— GIVEN INSTRUCTION —
Express the listing below as a two-column CSV with a header row naming the columns text and coordinates. Give one row for each passage beginning "Please mark every", with that passage in text and the coordinate lines after it in coordinates, each in a single quoted field with line breaks replaced by spaces.

____

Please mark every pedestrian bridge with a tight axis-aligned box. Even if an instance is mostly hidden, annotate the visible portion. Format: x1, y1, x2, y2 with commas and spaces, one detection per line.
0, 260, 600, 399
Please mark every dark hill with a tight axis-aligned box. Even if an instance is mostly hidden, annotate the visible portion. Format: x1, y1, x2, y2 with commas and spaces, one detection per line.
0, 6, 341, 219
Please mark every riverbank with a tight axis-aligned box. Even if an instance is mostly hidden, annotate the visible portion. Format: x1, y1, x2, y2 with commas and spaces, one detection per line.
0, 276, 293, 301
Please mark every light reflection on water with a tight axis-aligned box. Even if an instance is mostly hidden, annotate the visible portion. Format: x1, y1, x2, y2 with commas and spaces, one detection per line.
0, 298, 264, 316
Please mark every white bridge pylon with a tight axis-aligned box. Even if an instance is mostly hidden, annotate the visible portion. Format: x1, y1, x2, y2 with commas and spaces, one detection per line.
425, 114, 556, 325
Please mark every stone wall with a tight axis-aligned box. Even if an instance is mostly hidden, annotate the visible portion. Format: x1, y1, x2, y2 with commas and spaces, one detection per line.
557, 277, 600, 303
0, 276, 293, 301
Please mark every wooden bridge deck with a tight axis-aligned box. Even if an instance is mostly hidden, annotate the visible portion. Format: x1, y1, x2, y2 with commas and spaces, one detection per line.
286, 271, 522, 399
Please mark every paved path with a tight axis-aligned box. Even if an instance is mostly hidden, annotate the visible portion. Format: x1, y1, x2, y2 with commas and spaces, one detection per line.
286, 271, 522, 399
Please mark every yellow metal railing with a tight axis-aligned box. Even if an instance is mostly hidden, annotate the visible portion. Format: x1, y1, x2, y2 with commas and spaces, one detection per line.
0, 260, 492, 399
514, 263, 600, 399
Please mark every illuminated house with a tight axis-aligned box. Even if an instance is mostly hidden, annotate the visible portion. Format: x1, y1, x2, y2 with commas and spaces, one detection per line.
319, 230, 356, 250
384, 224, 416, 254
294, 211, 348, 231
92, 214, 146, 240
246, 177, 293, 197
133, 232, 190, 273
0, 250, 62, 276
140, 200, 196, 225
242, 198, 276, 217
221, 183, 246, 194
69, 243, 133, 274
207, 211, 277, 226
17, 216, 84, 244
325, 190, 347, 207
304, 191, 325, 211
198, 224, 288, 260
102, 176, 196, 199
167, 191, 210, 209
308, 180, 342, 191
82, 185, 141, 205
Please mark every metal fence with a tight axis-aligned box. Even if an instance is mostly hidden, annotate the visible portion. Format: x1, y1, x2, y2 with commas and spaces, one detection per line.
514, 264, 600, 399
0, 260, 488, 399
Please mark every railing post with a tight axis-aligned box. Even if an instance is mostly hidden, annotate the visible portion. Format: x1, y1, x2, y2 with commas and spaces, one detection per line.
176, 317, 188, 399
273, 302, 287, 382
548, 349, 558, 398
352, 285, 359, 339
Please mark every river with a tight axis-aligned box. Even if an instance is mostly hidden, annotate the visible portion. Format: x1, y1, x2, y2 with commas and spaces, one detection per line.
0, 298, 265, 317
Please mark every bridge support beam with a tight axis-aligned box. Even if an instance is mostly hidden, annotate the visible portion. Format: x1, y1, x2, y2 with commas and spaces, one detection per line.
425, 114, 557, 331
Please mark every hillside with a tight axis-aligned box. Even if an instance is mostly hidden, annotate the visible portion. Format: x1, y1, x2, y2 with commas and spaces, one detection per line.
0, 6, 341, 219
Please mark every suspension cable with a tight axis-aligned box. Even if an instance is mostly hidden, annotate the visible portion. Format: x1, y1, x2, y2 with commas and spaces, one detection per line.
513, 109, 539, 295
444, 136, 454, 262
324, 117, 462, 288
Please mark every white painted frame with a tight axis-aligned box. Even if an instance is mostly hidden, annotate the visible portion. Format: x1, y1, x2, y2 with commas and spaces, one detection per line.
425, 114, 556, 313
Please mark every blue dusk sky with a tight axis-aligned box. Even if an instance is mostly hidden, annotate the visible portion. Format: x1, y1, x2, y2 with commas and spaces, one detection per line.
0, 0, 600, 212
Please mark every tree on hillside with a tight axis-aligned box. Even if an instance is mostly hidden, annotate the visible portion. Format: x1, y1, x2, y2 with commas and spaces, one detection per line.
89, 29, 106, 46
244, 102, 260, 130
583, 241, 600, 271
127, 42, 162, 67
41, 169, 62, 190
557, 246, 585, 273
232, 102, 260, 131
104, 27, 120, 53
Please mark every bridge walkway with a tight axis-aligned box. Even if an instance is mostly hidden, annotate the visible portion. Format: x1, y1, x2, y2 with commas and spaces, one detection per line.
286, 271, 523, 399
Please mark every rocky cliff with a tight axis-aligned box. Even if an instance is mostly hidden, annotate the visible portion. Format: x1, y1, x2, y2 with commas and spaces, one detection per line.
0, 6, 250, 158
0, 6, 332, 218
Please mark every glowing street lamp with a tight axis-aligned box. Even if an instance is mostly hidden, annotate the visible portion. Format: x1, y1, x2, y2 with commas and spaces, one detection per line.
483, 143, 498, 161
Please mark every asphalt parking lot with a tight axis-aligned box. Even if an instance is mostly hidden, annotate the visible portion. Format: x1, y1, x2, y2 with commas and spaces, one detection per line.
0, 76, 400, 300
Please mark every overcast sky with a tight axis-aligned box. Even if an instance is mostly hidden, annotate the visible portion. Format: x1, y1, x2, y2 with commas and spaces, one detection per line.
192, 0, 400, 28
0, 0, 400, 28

____

— ANSWER TO THE EXERCISE —
text,coordinates
"Please mark every pedestrian bridge with a tight axis-aligned box. Even if an instance is mostly hidden, annotate the visible portion. Format: x1, y1, x2, y2 with commas and spaces, one detection per line.","0, 260, 600, 399"
"Please mark every dark hill with a tight axis-aligned box. Even if an instance is mostly hidden, annotate the visible portion. Format: x1, y1, x2, y2 with commas and spaces, one detection per line.","0, 6, 341, 219"
"Please mark every riverbank with a tight axis-aligned box. Even if an instance is mostly hidden, annotate the visible portion. Format: x1, y1, x2, y2 with commas and spaces, one detection per line.","0, 276, 293, 301"
"Please mark every light reflection on water with a tight axis-aligned box. Even if an instance is mostly hidden, annotate the visible portion. Format: x1, y1, x2, y2 with commas and spaces, one detection per line.","0, 298, 264, 316"
"Please mark every white bridge pylon with a tight axis-aligned box. Even if an instance is mostly hidden, annotate the visible portion. Format: x1, y1, x2, y2 with commas and spaces, one detection per line.","425, 114, 556, 325"
"Please mark every stone wall with a tight axis-aligned box. Even if an instance is mostly hidden, annotate the visible portion. Format: x1, y1, x2, y2 with commas and spaces, one detection per line.","557, 277, 600, 303 0, 276, 293, 301"
"Please mark every wooden bridge deck with a tight axis-aligned box. Even if an instance is mostly hidden, annotate the visible portion. Format: x1, y1, x2, y2 with commas and spaces, one detection per line.","286, 271, 522, 399"
"Please mark every paved path with a tight axis-aligned box. Even if an instance is mostly hidden, annotate the visible portion. Format: x1, y1, x2, y2 with commas and spaces, one detection per line.","286, 271, 522, 399"
"Please mark every yellow metal railing with a tight axis-aligned box. Even if an instance is mostly hidden, annotate the visible portion. Format: x1, y1, x2, y2 with commas and spaces, one detection per line.","0, 260, 492, 399 514, 263, 600, 399"
"Please mark every illuminated house with a tight axis-aligned box. Even if an instance is mostly hidden, annotate the visible portion. Format: x1, y1, x2, y2 with commas and spaces, one detection per line.","319, 230, 356, 250 384, 224, 416, 254 294, 211, 348, 231 92, 214, 146, 240 246, 177, 293, 197 133, 232, 190, 273 0, 250, 62, 276 140, 200, 196, 225 242, 198, 276, 217 221, 183, 246, 194 69, 243, 133, 274 207, 211, 277, 226 17, 216, 84, 244 325, 190, 347, 207 304, 191, 325, 211 198, 224, 288, 260 102, 176, 196, 199 167, 191, 210, 209 308, 180, 342, 191 82, 185, 141, 205"
"Please mark every metal fence with a tight axis-aligned box. Even if an instance is mostly hidden, annotate the visible portion. Format: x1, y1, x2, y2 with commas and spaces, one detection per line.","514, 264, 600, 399 0, 260, 488, 399"
"Please mark every railing post with a tight axis-aligned box. Even if an instance is mostly hidden, annotate the visible portion. Format: x1, y1, x2, y2 with commas and spaces, one detection per line.","176, 317, 188, 399 273, 302, 287, 382 548, 349, 558, 398 352, 285, 359, 339"
"Please mark every river with a tight axis-aligned box. Even if an instance is mostly hidden, annotate the visible portion. Format: x1, y1, x2, y2 with commas and spaces, one detection per line.","0, 298, 265, 317"
"Please mark every bridge support beam with a tight axis-aligned box. Even if an instance is mostly hidden, annotate the visible portion. Format: x1, y1, x2, y2 with commas and spaces, one detection per line.","425, 114, 557, 331"
"Please mark every hillside with a tight axis-aligned box. Even if an instance is mostly hidden, annotate the visible portion. Format: x1, y1, x2, y2 with commas and spaces, one detection per line.","0, 6, 341, 219"
"Please mark every suspension cable with a tight axis-aligned box. Even if an instance is mostly hidden, annotate the visible portion. Format: x1, y1, x2, y2 with commas and spaces, one detection per line.","513, 109, 539, 295 444, 136, 454, 262 324, 117, 462, 288"
"Please mark every white painted frame with a tight axis-aligned box. Even if an instance is mostly hidden, annotate the visible portion. Format: x1, y1, x2, y2 with commas and spaces, one detection per line.","425, 114, 556, 313"
"Please mark every blue dusk sky with a tight axis-aligned box. Even if an instance is mostly hidden, annotate the visible portion. Format: x1, y1, x2, y2 with commas and spaces, one detection per line.","0, 0, 600, 212"
"Please mark every tree on hillside with a tight axis-aligned box. Even if an instance is mostly hidden, annotate the visible portion. Format: x1, y1, x2, y2 with commas and spaces, one detection per line.","89, 29, 106, 46 244, 102, 260, 130 583, 241, 600, 271 127, 42, 162, 67 41, 169, 62, 190 557, 246, 585, 273 232, 102, 260, 131 104, 27, 120, 53"
"Please mark every bridge walkway with a tight axis-aligned box. Even if an instance is mostly hidden, annotate the visible portion. Format: x1, y1, x2, y2 with commas and spaces, one detection per line.","286, 271, 523, 399"
"Please mark every rocky cliff with a tight axis-aligned box. Even if an instance is mostly hidden, annotate the visible portion. Format: x1, y1, x2, y2 with commas and spaces, one detection per line.","0, 6, 250, 158 0, 6, 332, 218"
"Please mark every glowing street lamp with a tight axis-aligned box. Even if an instance is mostly hidden, annotate the visible portion. Format: x1, y1, x2, y2 with commas and spaces, one detection per line.","483, 143, 498, 161"
"Please mark every asphalt parking lot with a tight axis-aligned box. Even if an instance is mostly hidden, annotate the visible portion. Format: x1, y1, x2, y2 with commas and spaces, one detection per line.","0, 76, 400, 300"
"Please mark every overcast sky with a tight axis-aligned box. Even if an instance is mostly hidden, annotate the visible portion. Format: x1, y1, x2, y2 with commas and spaces, one detection per line.","192, 0, 400, 28 0, 0, 400, 28"